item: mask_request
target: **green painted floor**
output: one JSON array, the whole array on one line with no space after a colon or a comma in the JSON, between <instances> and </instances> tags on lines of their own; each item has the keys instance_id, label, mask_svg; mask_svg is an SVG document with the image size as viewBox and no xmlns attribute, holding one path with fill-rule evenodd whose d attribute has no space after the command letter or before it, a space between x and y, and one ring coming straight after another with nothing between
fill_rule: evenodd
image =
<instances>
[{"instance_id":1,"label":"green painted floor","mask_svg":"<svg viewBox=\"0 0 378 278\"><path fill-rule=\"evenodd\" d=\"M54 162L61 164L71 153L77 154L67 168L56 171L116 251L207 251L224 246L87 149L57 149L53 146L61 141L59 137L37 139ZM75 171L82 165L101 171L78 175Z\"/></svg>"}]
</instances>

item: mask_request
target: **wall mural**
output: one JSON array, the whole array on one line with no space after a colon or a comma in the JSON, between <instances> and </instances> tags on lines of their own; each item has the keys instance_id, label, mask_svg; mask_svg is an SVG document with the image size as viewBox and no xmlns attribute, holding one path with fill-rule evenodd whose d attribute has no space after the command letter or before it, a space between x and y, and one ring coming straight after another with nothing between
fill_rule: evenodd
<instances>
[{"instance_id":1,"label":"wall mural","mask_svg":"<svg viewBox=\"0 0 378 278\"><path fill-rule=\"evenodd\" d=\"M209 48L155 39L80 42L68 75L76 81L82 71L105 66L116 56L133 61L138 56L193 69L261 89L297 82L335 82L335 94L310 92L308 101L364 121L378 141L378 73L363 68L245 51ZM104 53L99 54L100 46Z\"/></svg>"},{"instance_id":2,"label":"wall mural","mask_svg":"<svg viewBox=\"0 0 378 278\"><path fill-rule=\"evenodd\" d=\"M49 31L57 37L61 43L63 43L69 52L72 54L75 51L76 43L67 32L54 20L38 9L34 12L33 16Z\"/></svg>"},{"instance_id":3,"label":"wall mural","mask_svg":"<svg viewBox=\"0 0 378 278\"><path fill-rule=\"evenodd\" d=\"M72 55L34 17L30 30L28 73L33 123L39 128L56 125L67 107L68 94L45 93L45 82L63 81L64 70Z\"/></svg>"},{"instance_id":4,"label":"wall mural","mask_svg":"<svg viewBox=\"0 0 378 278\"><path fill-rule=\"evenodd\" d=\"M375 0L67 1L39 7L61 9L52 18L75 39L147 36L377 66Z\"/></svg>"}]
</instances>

- **What the task requires**
Every entry should be printed again exactly as written.

- **Written response**
item: mask_request
target: **green painted floor**
output: one JSON array, the whole array on one line with no space after a colon or a comma in the JSON, between <instances> and </instances> tags on lines of their own; each item has the keys instance_id, label, mask_svg; mask_svg is an SVG document with the image size as viewBox and no xmlns attribute, holding one path with fill-rule evenodd whose d attribute has no space after the command letter or before it, a space between x and y, and one ring coming straight after another with nothing between
fill_rule: evenodd
image =
<instances>
[{"instance_id":1,"label":"green painted floor","mask_svg":"<svg viewBox=\"0 0 378 278\"><path fill-rule=\"evenodd\" d=\"M54 162L61 164L71 153L77 154L67 168L56 171L116 251L207 251L224 246L87 149L57 149L53 146L61 141L59 137L37 139ZM75 171L82 165L101 171L78 175Z\"/></svg>"}]
</instances>

item: mask_request
target: **wall mural**
output: one JSON array, the whole array on one line with no space after a colon or a comma in the JSON, between <instances> and </instances> tags on lines of their own; each item has the keys instance_id, label, mask_svg; mask_svg is an SVG document with the image size as viewBox and no xmlns attribute, holding one path with fill-rule evenodd whose d attribute has no space after the command letter or before it, a space between x and y, and one ring coming straight after another with nothing between
fill_rule: evenodd
<instances>
[{"instance_id":1,"label":"wall mural","mask_svg":"<svg viewBox=\"0 0 378 278\"><path fill-rule=\"evenodd\" d=\"M209 48L155 39L80 42L68 75L76 81L82 71L105 66L116 56L133 61L138 56L193 69L261 89L297 82L335 82L335 94L310 92L308 101L364 121L378 141L378 73L363 68L245 51ZM104 53L99 54L100 46Z\"/></svg>"},{"instance_id":2,"label":"wall mural","mask_svg":"<svg viewBox=\"0 0 378 278\"><path fill-rule=\"evenodd\" d=\"M49 31L57 37L61 43L63 43L69 52L72 54L75 51L76 43L67 32L54 20L38 9L34 12L33 16Z\"/></svg>"},{"instance_id":3,"label":"wall mural","mask_svg":"<svg viewBox=\"0 0 378 278\"><path fill-rule=\"evenodd\" d=\"M72 55L34 17L30 30L28 73L33 123L39 128L56 125L67 107L68 94L45 93L45 82L63 81L64 70Z\"/></svg>"},{"instance_id":4,"label":"wall mural","mask_svg":"<svg viewBox=\"0 0 378 278\"><path fill-rule=\"evenodd\" d=\"M375 0L67 1L39 7L61 9L52 18L75 39L147 36L377 66Z\"/></svg>"}]
</instances>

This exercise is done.